-- Start --
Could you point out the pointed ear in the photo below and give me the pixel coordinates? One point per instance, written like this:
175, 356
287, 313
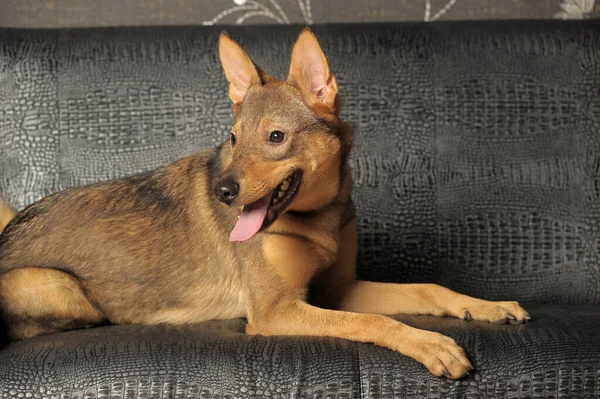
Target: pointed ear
239, 69
309, 72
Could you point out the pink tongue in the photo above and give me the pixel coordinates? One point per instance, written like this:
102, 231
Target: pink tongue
250, 220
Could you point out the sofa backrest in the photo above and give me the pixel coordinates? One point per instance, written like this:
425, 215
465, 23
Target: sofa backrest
477, 156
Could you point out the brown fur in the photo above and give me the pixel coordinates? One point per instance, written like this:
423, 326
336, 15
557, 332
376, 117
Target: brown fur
154, 248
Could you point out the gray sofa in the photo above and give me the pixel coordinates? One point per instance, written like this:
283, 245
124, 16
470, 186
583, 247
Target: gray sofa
476, 166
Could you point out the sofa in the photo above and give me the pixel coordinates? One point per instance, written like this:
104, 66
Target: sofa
476, 166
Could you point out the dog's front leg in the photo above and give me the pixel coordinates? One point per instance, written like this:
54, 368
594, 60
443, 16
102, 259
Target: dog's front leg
440, 354
339, 288
430, 299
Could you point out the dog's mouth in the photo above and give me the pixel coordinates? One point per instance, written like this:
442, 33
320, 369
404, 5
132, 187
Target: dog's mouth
262, 213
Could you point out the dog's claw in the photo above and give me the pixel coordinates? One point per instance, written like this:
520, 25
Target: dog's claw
446, 372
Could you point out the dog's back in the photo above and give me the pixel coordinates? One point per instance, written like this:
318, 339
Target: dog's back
6, 214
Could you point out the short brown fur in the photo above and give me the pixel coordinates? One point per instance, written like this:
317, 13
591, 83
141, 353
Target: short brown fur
154, 248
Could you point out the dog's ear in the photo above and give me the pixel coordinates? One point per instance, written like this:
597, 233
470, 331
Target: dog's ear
239, 69
309, 72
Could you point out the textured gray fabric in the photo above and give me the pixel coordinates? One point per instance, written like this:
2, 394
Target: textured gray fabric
476, 166
555, 356
476, 143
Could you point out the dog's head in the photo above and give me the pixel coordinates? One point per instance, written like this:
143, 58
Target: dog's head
287, 143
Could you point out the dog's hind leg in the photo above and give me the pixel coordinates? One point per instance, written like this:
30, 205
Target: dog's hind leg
36, 301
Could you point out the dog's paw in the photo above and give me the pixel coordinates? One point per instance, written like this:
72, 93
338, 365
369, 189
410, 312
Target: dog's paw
496, 312
440, 354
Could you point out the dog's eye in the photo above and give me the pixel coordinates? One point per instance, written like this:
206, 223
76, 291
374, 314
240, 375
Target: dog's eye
276, 137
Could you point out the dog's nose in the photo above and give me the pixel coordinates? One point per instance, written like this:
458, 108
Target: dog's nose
226, 191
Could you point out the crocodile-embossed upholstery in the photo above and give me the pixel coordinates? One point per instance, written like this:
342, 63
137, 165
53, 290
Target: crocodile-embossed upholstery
476, 166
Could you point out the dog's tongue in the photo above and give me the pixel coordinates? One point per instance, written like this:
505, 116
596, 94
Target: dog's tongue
250, 220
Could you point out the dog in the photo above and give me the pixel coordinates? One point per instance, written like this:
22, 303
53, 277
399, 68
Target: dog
262, 227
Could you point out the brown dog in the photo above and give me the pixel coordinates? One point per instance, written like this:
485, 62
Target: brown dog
239, 231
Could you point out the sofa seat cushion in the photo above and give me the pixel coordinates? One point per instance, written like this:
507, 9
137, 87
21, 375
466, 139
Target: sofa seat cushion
555, 355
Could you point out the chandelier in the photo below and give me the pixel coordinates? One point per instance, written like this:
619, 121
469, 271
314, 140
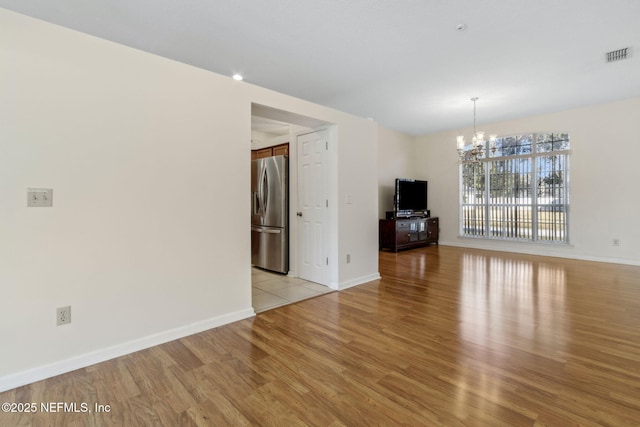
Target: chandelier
-- End --
What this task involves: Begin with the line that contains "Could you point out the dog's eye" and copy every line through the end of the listing, exactly as written, both ends included. Pictures are not part of the copy.

Result below:
Could you point out the dog's eye in the photo above and give me the pixel coordinates? One point per instance, written like this:
206, 223
76, 291
374, 314
240, 375
Target: dog's eye
276, 137
Could you point out the dog's nose in the photo above and give me the pixel coordinates? One point per instance, written like this:
458, 108
Target: dog's nose
226, 191
Could you point out the crocodile-embossed upholstery in the photo above and give me the pixel coordinates? One point per instance, written like this:
342, 63
137, 165
53, 290
Target: crocodile-embossed upholstery
476, 166
Could you point out the dog's tongue in the photo above and give me the pixel coordinates? One point per instance, written like this:
505, 116
596, 94
Target: dog's tongue
250, 220
Could you point out the dog in the photo above and give me the pixel coordinates? One point per instance, written like this:
22, 303
53, 277
399, 68
Target: dog
262, 227
Could you point out the brown dog in the photo above and give me the pixel coordinates? One point per instance, written like this:
485, 62
Target: brown dog
239, 231
Could you point out the sofa seat cushion in the photo above and give me the pixel coordinates? One point per instance, written like this:
507, 9
137, 87
21, 375
466, 139
Target: sofa seat cushion
555, 355
Could you point out the chandelier in the photo below and give me the pixel coordinates? One point per instance, written like this:
619, 121
469, 271
314, 140
Target: chandelier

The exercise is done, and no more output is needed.